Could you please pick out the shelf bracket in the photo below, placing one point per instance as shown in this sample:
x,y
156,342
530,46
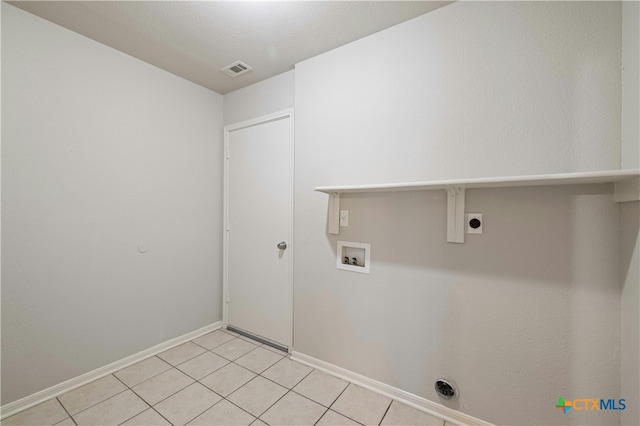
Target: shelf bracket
x,y
333,216
627,190
455,215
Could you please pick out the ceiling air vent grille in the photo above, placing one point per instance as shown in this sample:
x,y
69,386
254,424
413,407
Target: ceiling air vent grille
x,y
236,69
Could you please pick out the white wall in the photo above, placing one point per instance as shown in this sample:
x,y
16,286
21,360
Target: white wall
x,y
630,84
630,308
101,153
272,95
517,316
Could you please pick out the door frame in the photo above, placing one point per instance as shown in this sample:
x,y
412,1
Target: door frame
x,y
280,115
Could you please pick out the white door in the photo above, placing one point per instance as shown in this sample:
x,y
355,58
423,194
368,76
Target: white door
x,y
258,267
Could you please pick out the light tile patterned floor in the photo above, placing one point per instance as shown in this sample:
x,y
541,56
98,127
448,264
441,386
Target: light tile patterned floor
x,y
221,379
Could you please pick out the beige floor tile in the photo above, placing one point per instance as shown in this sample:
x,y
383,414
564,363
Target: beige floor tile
x,y
331,418
234,349
90,394
202,365
227,379
47,413
321,387
258,360
181,353
401,414
222,414
287,373
162,386
213,339
147,418
257,395
293,409
113,411
361,405
143,370
187,404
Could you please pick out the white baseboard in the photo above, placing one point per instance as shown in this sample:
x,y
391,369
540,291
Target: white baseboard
x,y
449,415
38,397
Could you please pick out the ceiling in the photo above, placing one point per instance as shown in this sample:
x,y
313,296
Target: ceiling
x,y
195,39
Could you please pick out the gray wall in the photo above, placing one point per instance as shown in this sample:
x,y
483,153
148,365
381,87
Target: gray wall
x,y
101,154
630,309
522,314
272,95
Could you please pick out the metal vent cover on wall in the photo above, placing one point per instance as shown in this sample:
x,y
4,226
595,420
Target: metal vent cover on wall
x,y
237,68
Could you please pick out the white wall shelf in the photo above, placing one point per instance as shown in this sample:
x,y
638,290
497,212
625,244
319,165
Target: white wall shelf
x,y
627,188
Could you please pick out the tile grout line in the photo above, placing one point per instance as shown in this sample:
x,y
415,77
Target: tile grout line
x,y
134,392
385,412
65,410
91,406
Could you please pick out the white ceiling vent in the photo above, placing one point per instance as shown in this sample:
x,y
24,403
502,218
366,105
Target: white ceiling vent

= Instruction =
Every record above should be written out again without change, except that the pictures are left out.

= Finished exercise =
Could you please pick out the shelf bracket in the photo below, placing one point per instance as shown in this sample:
x,y
156,342
530,46
Target: shelf bracket
x,y
333,216
627,190
455,215
Could you please pick out the ceiling air vent grille in the photo above, placing one point per instance as shown in this sample:
x,y
69,386
254,424
413,407
Target: ceiling air vent grille
x,y
236,69
Could you please pick out the white wall in the photo above, placing one point per instance as shown in this sample:
x,y
16,286
21,360
Target: white wall
x,y
630,84
630,308
101,153
272,95
517,316
Could you please pick out the door frame in the photo above, placing one point per instance as shown in this sample:
x,y
412,1
Target: door frame
x,y
280,115
Could you please pick out the white door in the photo above, placing one point per instance as shown in this sample:
x,y
355,58
423,194
368,76
Target: white door
x,y
258,267
Could you please pick out the light tile patterned floor in the photo above, placing one point per instance as shown in this sample:
x,y
541,56
98,127
448,264
441,386
Target: light tile patterned floor
x,y
221,379
Could you please pick out the beige floor tile in the photo above, placing one point per instance as shown in this sample:
x,y
383,414
564,363
Target: beige floor tile
x,y
331,418
234,349
90,394
202,365
227,379
47,413
321,387
258,360
181,353
401,414
222,414
287,373
162,386
213,339
147,418
257,395
293,409
113,411
361,405
143,370
187,404
Could you please pick out the white baseboard in the photo above, placing one point per instance as shown in this sample:
x,y
391,369
540,291
Target: white baseboard
x,y
449,415
38,397
Could you please pick out the ceiling in the photo above, placing one point per instance as shown in this sample:
x,y
313,296
Target: ceiling
x,y
195,39
Could you please pick out the gray wall in the photo above, placing one point per instance as shown in this sample:
x,y
483,153
148,365
381,87
Target: gray wall
x,y
101,154
630,309
522,314
272,95
Could you please pick out the metal vent cover on wall in the photo above, placing one point per instance as shown in this sample:
x,y
4,226
595,420
Target: metal vent cover on wall
x,y
237,68
Could you please pick out the white wall shelf in the photo above, placing one point per instance as shown in this sample:
x,y
638,290
497,212
625,244
319,165
Target: white wall shelf
x,y
627,188
Could you please pick out the tile grout line in the photo above, placing one point per instance as shown in this sample:
x,y
415,77
Target: tile grout line
x,y
134,392
385,412
65,410
91,406
Could you please pick out the white ceiling vent in the photo above, placing one point per instance as shown in this sample:
x,y
24,403
502,218
366,105
Target: white ceiling vent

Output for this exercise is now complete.